■ **EXCERPTED PASSAGE**:

>> start

Saturday, March 16, 2013

Charlie & The Compute-Shader factory #3: Tiled Deferred Lighting

Finally. Another post. Sorry, I’ve been busy, mainly at work. And with playing the Sims with our daughter… Maybe I shouldn’t have said that.

The previous Compute Shader post ended with brabble about semaphores, mutexes and other ways to synchronize and avoid conflicts between threads. Ok, but why would one worker has to bother another worker? You would be pissed too if the neighbor shows his head above the fence everyday to interfere with whatever business you’re doing. Respect a man’s privacy! Yet, in Compute Town, there are scenario’s that require cooperation between the elements being executed within a Warp/Wavefront. The last compute shader manuscript, for now. A practical example, on Tiled Deferred Lighting, made by the Pope, in Taiwan, brought to you by MacDonalds.

Deferred Lighting, anno 1725
This post is aimed for the more advanced users. So, if you never wrote a Deferred Renderer or the likes, try that first. But anyway, here a short mind refresher on the traditional Deferred Lighting pipeline:
1- Fill (full screen) G-Buffers
With pixel attributes that represent the scenery your camera sees. Attributes such as the 3D position, diffuse/specular color and normal for each pixel.

2- Draw diffuse/specular lighting into another texture buffer(s)
- For each lamp, render a rectangle, cone, sphere or other shape that covers the area that is *potentially* affected by that lamp.
- For all pixels being overlapped by that shape, calculate if the lamp really affects the pixel, and ifso, compute the color results. To do so, use the G-Buffers from step 1.
- Use additive blending to sum up the result of each light, in case a pixel gets affected by multiple lights.

3- Render the scene again, multiply it with the lighting buffers from step 2.

Systems up? Good. Although this approach is easier and faster than traditional forward rendering, there are still two major issues that slow down the process:
- If a pixel is overlapped by 10 lamps, some steps such as reading the G-Buffers and doing some vector calculations, have to be redone 10 times.

>> end

■ **CHALLENGE 1**: In the entries, begin at the line that has "Every instance gets one point. Tag the table" and stop after the line that has "(775, 1275)". Arrange those lines as a Markdown table with the columns Row and Entry line, and leave out any blank lines.
The entries have no connection to the post on tiled deferred lighting.

■ **LISTED RECORDS**:

>> start

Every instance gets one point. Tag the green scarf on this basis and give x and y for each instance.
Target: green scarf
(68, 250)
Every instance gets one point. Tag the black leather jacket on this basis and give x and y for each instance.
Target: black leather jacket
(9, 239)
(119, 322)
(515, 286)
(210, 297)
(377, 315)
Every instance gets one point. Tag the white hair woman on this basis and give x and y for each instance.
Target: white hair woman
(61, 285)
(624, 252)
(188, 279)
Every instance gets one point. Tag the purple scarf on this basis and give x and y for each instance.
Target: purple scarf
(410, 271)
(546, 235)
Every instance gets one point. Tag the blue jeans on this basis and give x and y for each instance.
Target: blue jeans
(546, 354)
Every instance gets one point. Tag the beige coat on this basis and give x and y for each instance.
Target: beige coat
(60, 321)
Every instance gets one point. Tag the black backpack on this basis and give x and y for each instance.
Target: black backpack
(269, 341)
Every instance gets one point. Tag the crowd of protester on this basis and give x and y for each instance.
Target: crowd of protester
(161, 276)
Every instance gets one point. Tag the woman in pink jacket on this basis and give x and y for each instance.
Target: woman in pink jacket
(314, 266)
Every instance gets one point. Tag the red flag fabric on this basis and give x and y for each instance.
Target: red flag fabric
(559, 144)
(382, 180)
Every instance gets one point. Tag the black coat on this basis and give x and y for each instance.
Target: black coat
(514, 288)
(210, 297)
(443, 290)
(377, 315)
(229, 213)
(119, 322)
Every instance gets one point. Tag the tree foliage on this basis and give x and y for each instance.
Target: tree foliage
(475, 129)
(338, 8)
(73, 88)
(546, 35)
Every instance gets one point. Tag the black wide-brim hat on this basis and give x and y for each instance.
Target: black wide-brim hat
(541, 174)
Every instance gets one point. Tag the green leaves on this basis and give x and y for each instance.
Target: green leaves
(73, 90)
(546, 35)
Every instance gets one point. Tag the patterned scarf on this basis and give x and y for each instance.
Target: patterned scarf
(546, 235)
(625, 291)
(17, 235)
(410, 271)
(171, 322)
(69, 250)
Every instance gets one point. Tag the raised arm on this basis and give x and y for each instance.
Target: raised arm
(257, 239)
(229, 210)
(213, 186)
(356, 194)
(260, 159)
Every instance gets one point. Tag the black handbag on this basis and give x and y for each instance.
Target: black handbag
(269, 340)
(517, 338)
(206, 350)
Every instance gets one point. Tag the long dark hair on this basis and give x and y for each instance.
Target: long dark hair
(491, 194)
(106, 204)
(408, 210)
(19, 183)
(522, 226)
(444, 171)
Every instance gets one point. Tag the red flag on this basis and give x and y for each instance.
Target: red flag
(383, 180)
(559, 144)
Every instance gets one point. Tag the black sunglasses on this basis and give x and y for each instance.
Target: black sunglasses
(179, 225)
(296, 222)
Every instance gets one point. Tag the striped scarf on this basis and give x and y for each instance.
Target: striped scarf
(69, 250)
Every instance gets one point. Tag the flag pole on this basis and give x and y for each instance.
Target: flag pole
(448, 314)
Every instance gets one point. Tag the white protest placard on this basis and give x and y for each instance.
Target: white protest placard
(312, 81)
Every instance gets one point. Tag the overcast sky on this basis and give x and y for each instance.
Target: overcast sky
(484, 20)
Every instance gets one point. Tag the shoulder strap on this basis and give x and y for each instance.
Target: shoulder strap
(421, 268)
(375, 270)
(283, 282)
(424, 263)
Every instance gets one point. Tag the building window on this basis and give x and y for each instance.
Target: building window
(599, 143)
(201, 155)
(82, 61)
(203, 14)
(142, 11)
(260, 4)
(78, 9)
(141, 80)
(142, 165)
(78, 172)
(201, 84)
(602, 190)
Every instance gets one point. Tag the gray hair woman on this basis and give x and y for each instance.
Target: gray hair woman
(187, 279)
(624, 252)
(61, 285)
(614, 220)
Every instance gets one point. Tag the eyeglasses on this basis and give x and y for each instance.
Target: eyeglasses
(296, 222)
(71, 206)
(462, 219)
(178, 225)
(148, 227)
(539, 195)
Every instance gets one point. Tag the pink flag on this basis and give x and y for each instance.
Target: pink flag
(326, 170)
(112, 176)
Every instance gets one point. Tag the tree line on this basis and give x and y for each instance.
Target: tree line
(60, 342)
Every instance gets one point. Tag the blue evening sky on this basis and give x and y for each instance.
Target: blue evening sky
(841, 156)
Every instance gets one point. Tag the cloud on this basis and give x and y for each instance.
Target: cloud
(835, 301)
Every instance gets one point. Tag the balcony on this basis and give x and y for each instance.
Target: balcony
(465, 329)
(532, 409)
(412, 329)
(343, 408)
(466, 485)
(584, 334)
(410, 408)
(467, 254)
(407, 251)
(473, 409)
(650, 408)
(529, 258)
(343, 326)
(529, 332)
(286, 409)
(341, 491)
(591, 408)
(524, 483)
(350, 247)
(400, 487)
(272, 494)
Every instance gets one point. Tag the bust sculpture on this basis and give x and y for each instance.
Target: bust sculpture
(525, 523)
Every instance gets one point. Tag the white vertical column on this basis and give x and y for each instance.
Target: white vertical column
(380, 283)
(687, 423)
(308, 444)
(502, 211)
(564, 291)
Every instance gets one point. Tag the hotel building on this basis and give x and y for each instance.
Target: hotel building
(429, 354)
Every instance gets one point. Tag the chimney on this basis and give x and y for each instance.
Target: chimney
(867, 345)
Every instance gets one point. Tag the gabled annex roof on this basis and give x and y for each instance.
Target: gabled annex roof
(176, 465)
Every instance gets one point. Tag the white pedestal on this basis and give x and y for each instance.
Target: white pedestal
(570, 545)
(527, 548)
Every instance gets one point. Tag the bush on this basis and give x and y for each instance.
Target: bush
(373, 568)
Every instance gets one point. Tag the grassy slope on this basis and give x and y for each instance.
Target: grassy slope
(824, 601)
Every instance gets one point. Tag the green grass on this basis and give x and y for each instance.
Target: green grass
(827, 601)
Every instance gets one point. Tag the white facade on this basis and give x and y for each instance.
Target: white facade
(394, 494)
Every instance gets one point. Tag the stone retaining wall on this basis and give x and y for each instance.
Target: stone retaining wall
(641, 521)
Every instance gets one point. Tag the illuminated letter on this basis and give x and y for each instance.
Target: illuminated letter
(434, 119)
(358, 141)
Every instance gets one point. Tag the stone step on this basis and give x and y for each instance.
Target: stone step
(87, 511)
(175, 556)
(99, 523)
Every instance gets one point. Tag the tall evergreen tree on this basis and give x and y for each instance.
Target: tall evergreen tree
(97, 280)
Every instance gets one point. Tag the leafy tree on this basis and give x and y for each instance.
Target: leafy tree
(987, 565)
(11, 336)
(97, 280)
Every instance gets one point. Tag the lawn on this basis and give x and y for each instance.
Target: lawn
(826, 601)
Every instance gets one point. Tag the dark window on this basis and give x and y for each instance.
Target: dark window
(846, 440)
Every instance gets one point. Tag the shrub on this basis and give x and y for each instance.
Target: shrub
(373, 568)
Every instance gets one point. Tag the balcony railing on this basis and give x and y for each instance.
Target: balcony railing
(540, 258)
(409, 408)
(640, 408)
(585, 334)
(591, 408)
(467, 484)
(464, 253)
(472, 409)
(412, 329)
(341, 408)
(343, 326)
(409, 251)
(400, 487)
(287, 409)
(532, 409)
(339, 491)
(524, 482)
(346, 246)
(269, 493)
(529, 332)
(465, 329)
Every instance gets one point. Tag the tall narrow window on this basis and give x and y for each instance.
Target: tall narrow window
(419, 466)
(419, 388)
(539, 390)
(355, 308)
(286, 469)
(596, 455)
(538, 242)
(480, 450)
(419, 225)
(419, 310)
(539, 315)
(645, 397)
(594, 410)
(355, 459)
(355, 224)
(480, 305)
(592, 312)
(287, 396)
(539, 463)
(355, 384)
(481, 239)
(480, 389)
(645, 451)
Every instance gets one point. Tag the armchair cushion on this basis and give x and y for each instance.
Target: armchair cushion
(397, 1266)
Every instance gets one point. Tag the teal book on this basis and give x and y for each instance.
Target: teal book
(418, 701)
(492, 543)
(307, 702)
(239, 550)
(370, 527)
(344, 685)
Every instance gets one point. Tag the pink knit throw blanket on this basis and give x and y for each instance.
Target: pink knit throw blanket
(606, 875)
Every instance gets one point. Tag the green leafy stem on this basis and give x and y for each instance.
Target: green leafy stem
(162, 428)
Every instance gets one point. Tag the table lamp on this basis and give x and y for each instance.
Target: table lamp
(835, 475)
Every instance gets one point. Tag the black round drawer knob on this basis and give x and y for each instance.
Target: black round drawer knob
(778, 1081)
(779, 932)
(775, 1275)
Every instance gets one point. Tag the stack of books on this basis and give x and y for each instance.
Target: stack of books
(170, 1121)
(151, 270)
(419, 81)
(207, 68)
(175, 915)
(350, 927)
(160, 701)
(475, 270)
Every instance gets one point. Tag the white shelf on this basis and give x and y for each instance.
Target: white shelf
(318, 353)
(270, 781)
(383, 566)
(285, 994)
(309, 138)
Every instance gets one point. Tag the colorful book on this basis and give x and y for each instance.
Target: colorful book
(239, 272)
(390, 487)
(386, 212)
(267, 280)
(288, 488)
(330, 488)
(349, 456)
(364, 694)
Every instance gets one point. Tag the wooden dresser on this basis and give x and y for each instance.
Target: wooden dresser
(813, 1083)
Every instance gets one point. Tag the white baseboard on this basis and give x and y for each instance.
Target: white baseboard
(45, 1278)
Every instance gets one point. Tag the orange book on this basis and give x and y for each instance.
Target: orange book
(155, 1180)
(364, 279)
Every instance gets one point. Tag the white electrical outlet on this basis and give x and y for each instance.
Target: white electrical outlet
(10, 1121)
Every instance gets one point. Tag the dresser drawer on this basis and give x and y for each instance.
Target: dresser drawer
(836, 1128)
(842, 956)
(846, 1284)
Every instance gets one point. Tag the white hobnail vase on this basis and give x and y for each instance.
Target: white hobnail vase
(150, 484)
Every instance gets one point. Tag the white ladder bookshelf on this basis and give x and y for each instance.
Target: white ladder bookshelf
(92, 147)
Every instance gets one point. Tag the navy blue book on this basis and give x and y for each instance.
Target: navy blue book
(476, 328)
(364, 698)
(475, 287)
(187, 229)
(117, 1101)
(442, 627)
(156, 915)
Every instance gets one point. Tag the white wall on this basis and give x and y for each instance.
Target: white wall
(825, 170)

>> end

■ **CHALLENGE 2**: Pick up the post on tiled deferred lighting and continue it from its last sentence.

■ **TASK RESPONSE 1**:
| Row | Entry line |
|---|---|
| 1 | Every instance gets one point. Tag the table lamp on this basis and give x and y for each instance. |
| 2 | Target: table lamp |
| 3 | (835, 475) |
| 4 | Every instance gets one point. Tag the black round drawer knob on this basis and give x and y for each instance. |
| 5 | Target: black round drawer knob |
| 6 | (778, 1081) |
| 7 | (779, 932) |
| 8 | (775, 1275) |

■ **TASK RESPONSE 2**:
- Additive blending, although not slow, is not super fast either.

These two issues are the price you pay for handling each light in a separate pass. It would be nice if we could combine all the lamps into a single pass, so we only have to do the computations once, and do the additive blending internally. Like this:

Thanks to uniform buffers and such, making an array of lights isn’t too hard. But… there is one stinky catch. How do you know which lamps from the array apply on a particular pixel? If you have 100 active lights scattered on your screen, it doesn’t mean each pixel should loop through all 100 lamps. Well you can do … but it’s stupid.

Deferred Lighting, anno now --> Tiled Deferred Lighting
Did you see the Batman signal projected at the clouds? That means a Compute Shader is needed. We can do all the testing and lighting in a single program. The idea is pretty much the same as illustrated in the Rick++ code above, except that we also test which lights should be involved, and which can be skipped for a small region of pixels. After all, a local light in the top left corner of the screen shouldn’t lay his dirty hands on pixels in the opposite screen corner. Since this testing step is quite expensive, we don’t cull the lights for each pixel, but per “tile” (hence the name).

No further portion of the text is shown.